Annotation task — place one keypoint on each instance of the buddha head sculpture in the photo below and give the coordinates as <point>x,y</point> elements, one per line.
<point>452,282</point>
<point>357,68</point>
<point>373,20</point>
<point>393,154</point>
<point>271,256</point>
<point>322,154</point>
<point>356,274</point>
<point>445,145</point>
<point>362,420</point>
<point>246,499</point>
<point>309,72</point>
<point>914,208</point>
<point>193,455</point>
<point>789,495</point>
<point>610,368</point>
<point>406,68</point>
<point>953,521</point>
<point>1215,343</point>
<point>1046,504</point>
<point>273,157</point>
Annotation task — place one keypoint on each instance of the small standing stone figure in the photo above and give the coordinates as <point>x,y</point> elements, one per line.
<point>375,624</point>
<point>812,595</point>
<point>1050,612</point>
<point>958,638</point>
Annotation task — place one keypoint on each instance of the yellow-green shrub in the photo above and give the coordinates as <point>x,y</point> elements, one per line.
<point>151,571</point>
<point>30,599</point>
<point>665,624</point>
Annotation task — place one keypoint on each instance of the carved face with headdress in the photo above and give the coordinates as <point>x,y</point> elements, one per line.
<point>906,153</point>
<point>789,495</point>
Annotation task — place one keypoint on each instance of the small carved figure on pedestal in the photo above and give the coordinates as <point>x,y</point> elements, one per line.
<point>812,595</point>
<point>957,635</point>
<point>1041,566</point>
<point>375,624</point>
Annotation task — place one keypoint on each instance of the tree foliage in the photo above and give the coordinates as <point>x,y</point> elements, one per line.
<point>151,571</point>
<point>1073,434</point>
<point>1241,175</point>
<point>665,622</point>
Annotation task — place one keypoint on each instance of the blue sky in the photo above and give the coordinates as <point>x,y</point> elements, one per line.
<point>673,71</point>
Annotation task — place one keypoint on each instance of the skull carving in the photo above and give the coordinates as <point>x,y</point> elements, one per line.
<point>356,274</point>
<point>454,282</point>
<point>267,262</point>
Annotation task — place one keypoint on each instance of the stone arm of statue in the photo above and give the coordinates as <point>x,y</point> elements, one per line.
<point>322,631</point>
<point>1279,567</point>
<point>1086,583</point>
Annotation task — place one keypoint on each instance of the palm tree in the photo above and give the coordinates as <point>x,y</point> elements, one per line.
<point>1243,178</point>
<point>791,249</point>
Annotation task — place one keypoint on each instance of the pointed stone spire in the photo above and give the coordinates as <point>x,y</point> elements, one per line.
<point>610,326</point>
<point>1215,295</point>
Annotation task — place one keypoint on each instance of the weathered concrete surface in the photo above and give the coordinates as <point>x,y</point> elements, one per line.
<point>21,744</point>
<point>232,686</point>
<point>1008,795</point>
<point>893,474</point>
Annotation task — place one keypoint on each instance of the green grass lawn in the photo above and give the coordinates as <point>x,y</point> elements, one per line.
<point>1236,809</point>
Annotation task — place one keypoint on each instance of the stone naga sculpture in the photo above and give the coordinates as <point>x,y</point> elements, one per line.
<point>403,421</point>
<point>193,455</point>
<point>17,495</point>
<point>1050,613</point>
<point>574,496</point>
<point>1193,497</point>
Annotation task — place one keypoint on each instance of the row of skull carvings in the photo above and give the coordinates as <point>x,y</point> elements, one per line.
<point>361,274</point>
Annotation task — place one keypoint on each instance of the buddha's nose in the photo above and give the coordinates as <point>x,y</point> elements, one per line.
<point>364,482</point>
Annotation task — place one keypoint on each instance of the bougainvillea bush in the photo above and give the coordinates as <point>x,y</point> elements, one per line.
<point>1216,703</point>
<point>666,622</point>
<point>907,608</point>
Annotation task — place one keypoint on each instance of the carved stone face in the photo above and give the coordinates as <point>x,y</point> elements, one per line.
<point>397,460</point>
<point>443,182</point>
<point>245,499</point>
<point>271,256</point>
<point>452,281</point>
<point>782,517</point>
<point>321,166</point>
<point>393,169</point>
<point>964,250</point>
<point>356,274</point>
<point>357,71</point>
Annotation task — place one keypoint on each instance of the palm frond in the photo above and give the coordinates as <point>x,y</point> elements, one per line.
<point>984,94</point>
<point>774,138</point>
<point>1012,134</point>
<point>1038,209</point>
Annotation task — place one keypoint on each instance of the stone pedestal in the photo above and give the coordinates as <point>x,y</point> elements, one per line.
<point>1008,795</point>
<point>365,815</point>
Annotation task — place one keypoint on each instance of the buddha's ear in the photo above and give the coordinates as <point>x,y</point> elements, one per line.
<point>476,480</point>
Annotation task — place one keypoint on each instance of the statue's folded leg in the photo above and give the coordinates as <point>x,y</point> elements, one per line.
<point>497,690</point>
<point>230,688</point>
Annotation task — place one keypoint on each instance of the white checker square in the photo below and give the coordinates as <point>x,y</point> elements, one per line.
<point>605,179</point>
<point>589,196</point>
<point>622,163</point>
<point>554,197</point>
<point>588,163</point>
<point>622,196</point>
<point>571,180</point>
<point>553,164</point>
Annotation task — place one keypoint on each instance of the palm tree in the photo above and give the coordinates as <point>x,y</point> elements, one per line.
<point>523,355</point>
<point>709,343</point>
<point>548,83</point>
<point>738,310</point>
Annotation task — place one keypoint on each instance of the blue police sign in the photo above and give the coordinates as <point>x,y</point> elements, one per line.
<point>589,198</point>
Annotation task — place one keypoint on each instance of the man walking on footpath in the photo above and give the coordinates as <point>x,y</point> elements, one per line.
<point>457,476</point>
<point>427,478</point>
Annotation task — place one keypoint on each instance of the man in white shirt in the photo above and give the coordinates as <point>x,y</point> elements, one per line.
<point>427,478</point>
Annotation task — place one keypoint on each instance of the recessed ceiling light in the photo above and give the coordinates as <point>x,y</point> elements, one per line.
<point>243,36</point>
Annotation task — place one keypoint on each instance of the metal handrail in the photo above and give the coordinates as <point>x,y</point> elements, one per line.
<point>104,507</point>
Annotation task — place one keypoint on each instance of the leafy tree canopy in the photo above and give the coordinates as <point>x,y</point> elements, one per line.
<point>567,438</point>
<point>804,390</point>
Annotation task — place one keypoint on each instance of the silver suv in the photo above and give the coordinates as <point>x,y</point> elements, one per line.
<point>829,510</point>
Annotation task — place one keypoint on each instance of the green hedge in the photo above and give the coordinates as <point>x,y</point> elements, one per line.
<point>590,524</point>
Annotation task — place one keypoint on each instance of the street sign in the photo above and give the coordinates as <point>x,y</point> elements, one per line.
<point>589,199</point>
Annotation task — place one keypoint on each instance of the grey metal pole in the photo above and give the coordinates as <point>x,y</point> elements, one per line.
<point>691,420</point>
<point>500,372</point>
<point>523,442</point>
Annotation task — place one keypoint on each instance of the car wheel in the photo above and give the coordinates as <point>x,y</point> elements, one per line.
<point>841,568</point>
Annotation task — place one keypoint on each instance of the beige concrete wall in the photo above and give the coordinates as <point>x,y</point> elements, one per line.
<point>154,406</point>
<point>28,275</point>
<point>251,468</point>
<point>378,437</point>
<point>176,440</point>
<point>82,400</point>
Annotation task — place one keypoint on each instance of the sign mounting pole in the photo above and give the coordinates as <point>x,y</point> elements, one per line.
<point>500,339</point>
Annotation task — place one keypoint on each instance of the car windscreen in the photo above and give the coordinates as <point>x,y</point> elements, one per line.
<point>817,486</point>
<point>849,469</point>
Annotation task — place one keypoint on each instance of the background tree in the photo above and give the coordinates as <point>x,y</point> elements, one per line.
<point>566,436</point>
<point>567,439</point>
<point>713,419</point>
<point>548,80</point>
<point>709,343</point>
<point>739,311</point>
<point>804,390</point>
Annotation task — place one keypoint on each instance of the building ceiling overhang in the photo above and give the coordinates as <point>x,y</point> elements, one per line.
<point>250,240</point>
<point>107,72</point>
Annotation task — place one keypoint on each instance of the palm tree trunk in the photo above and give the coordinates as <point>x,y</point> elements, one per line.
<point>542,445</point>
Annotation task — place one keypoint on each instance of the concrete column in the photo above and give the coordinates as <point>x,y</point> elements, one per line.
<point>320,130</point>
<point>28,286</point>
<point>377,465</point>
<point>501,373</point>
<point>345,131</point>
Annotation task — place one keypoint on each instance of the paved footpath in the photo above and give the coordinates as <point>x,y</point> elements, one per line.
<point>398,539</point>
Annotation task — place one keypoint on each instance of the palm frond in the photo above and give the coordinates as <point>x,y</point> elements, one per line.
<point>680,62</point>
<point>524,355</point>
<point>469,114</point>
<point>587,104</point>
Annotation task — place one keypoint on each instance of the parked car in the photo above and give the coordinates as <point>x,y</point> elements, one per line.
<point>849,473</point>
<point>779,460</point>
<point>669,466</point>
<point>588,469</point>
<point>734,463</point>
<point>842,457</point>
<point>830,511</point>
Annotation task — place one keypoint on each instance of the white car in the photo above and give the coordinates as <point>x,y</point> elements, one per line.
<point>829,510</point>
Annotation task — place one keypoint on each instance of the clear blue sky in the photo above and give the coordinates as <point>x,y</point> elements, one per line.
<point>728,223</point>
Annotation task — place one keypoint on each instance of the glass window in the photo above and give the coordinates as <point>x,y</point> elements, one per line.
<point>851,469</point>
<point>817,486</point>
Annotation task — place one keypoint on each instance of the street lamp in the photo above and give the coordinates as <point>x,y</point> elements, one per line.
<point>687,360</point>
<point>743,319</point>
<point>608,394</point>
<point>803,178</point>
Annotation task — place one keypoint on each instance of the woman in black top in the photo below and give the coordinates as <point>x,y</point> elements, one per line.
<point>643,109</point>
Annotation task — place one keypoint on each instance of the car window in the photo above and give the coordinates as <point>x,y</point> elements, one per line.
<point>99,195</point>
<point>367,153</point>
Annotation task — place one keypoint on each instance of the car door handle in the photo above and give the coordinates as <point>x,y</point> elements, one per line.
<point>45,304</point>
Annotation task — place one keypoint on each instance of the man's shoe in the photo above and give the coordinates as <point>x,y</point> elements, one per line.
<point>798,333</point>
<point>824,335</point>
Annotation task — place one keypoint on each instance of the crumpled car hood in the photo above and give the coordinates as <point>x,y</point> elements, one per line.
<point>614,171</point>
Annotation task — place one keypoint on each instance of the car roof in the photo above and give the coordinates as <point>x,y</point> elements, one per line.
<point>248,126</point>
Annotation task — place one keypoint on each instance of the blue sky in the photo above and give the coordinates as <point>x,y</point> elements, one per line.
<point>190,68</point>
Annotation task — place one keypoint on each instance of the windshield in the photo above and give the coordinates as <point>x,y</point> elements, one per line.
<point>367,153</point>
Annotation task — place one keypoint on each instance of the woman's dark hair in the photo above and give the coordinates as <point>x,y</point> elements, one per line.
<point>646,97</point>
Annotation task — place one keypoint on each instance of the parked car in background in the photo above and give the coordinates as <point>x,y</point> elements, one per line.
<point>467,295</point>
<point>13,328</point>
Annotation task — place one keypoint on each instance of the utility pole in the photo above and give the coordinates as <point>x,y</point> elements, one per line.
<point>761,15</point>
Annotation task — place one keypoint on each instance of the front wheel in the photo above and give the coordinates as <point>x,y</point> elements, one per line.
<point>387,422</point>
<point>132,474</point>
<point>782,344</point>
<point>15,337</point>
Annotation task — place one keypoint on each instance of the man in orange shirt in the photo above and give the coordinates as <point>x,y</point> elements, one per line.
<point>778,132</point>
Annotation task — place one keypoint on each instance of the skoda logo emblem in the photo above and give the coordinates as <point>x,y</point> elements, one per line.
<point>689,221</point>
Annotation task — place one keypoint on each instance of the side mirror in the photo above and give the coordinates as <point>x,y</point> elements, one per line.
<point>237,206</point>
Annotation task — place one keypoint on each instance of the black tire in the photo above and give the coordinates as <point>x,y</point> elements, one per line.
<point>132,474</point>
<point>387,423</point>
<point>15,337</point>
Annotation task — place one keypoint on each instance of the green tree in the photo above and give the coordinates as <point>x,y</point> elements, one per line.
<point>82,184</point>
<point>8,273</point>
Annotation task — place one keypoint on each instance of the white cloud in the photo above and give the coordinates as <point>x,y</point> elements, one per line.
---------------
# Task item
Give again, exactly and with nothing added, the lines running from the one that contains "of the side" to the last line of the material.

# Written answer
Annotation task — place one keypoint on each instance of the side mirror in the photo above and give the coordinates as <point>x,y</point> elements, one per line.
<point>237,206</point>
Annotation task — place one keypoint on each instance of the black tire in the photo above and give the coordinates as <point>x,y</point> elements, one per line.
<point>132,474</point>
<point>387,423</point>
<point>15,337</point>
Annotation task — place one keypoint on each instance of the green tree in the photo above and give the coordinates as <point>x,y</point> elements, one per line.
<point>82,184</point>
<point>8,273</point>
Annotation task — place one keypoint on each instance of the white cloud in the photo above and give the coordinates as <point>x,y</point> elements, one per line.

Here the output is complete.